··· SELECTED PASSAGE

More SQL: Queries for Duplicates and Missing Values

Some of the courses I tried in data analytics use clean data to work with, which is nice yet utopian :) That’s why whenever I see data cleaning mentioned somewhere, I’m all ears.

As far as I know now, there are three types of data that need to be checked during Data Cleaning process:

  1. Duplicates
  2. Missing Data
  3. Outliers

Today I’ll touch on the first two types (SQL-wise): queries that I stumbled upon while studying.

Check for duplicates and Remove duplicates

Here’s a simple table with duplicates.

-- Initial table
SELECT *
FROM category
ORDER BY category_id;

Screenshot - initial table output

It has only 2 columns, so in order to check for duplicates we are going to:

  • group by both of these columns;
  • count number of duplicates (=how many category_id+name combinations);
  • filter out those that get count of 1 (=no duplicates).

······
··· DATA LINES

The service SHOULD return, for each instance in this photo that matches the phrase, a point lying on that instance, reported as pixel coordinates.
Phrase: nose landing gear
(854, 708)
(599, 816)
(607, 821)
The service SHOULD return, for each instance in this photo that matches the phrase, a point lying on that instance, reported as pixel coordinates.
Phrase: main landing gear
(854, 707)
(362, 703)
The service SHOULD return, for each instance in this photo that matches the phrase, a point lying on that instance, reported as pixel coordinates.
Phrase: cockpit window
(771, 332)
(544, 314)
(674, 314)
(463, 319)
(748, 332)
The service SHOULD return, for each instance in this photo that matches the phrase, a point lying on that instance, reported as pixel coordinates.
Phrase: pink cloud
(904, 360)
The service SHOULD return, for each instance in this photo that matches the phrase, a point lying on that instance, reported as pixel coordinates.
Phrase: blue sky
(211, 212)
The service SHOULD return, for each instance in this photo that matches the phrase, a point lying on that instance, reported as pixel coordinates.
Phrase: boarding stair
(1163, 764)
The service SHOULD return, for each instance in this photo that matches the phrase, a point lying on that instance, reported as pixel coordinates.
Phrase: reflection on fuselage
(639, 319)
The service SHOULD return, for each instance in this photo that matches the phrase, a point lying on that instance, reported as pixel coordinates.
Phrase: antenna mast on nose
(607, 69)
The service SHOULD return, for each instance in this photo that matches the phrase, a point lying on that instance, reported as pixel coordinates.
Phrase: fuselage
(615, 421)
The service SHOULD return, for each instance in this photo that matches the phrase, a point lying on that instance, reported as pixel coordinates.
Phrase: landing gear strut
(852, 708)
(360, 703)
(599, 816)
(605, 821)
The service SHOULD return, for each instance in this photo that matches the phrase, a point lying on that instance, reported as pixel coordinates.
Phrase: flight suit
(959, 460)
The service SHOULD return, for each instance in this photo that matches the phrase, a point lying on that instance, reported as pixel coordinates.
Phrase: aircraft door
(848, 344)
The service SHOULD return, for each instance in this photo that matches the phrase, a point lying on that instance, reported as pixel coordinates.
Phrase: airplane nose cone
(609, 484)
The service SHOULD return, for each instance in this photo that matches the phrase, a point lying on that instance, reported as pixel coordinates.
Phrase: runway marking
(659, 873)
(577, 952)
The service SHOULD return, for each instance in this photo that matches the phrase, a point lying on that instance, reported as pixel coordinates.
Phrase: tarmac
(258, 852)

······

OBJECTIVE
Extend the SQL data-cleaning post, picking up right after its last sentence.

TASK ANSWER
I. Checking

-- Check for Duplicates
SELECT category_id,
        name,
        COUNT(*) as duplicate_count
FROM category
GROUP BY category_id,
        name
HAVING COUNT(*) > 1
ORDER BY category_id;

Screenshot - checking for duplicates output

Removing the duplicates is a bit trickier, but step by step, it’s easily digestible.

II. Removing

This is the query:

-- Remove Duplicates
DELETE FROM category
WHERE ctid NOT IN (
    SELECT MIN(ctid)
    FROM category
    GROUP BY category_id,
            name
);

What it does?

Let’s break it down. The ctid shows where the row is stored.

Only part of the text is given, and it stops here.